"""

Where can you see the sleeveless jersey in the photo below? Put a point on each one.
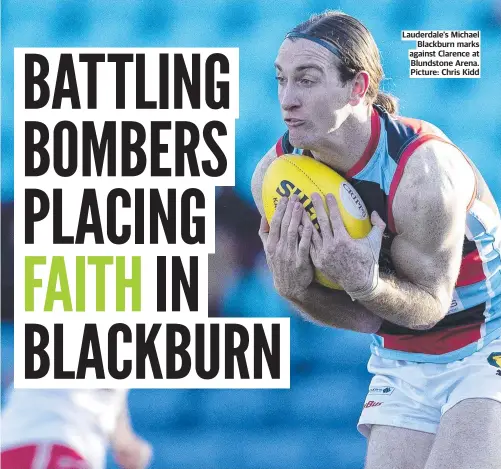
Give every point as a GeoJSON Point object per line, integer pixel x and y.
{"type": "Point", "coordinates": [474, 317]}
{"type": "Point", "coordinates": [83, 419]}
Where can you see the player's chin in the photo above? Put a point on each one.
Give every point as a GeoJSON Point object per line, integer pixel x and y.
{"type": "Point", "coordinates": [299, 138]}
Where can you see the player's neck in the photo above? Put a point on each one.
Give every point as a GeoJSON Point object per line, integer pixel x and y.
{"type": "Point", "coordinates": [347, 144]}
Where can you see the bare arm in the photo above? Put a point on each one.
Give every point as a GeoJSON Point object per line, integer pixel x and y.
{"type": "Point", "coordinates": [330, 307]}
{"type": "Point", "coordinates": [336, 309]}
{"type": "Point", "coordinates": [429, 212]}
{"type": "Point", "coordinates": [130, 451]}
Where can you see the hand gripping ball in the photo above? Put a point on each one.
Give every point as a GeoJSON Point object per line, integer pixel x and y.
{"type": "Point", "coordinates": [303, 175]}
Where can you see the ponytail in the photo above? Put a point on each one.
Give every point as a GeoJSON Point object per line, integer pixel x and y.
{"type": "Point", "coordinates": [388, 102]}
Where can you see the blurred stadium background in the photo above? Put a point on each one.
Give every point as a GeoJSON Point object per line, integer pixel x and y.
{"type": "Point", "coordinates": [312, 425]}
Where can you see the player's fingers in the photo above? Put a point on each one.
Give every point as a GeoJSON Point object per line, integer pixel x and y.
{"type": "Point", "coordinates": [337, 223]}
{"type": "Point", "coordinates": [264, 230]}
{"type": "Point", "coordinates": [287, 216]}
{"type": "Point", "coordinates": [322, 217]}
{"type": "Point", "coordinates": [276, 221]}
{"type": "Point", "coordinates": [303, 250]}
{"type": "Point", "coordinates": [292, 232]}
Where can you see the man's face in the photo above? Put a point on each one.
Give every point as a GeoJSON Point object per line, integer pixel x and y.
{"type": "Point", "coordinates": [313, 101]}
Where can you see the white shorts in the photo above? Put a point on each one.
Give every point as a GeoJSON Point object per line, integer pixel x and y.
{"type": "Point", "coordinates": [416, 395]}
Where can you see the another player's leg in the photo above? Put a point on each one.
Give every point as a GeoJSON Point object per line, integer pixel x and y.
{"type": "Point", "coordinates": [397, 448]}
{"type": "Point", "coordinates": [468, 437]}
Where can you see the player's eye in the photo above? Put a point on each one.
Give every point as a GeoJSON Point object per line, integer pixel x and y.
{"type": "Point", "coordinates": [306, 81]}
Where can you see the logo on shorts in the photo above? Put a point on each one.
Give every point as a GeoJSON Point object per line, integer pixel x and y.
{"type": "Point", "coordinates": [494, 359]}
{"type": "Point", "coordinates": [383, 391]}
{"type": "Point", "coordinates": [372, 404]}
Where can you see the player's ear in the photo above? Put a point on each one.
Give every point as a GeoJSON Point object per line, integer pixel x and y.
{"type": "Point", "coordinates": [359, 86]}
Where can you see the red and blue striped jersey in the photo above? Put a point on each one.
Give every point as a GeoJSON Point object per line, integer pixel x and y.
{"type": "Point", "coordinates": [474, 317]}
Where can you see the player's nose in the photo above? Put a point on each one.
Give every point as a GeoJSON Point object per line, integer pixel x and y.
{"type": "Point", "coordinates": [289, 98]}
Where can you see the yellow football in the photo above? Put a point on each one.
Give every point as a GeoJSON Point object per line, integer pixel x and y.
{"type": "Point", "coordinates": [303, 175]}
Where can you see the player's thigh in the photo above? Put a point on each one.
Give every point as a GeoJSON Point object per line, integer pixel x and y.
{"type": "Point", "coordinates": [397, 448]}
{"type": "Point", "coordinates": [468, 437]}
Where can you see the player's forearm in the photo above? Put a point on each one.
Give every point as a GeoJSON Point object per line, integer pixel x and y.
{"type": "Point", "coordinates": [335, 308]}
{"type": "Point", "coordinates": [405, 304]}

"""

Starting at the line containing "Where can you see the player's forearm" and ending at the last of the entries, turn each entry into one row of a two-column CSV with a header row of entry_text and answer. Put each value in a single quoted field, and replace any line breaks inside it with spaces.

# [Task response]
entry_text,answer
"Where can you see the player's forearm in the photo above? Put a point on each one. Give every point as a GeoJSON Point object per line, integer pixel x and y.","{""type"": ""Point"", ""coordinates"": [335, 308]} {""type"": ""Point"", ""coordinates"": [405, 304]}"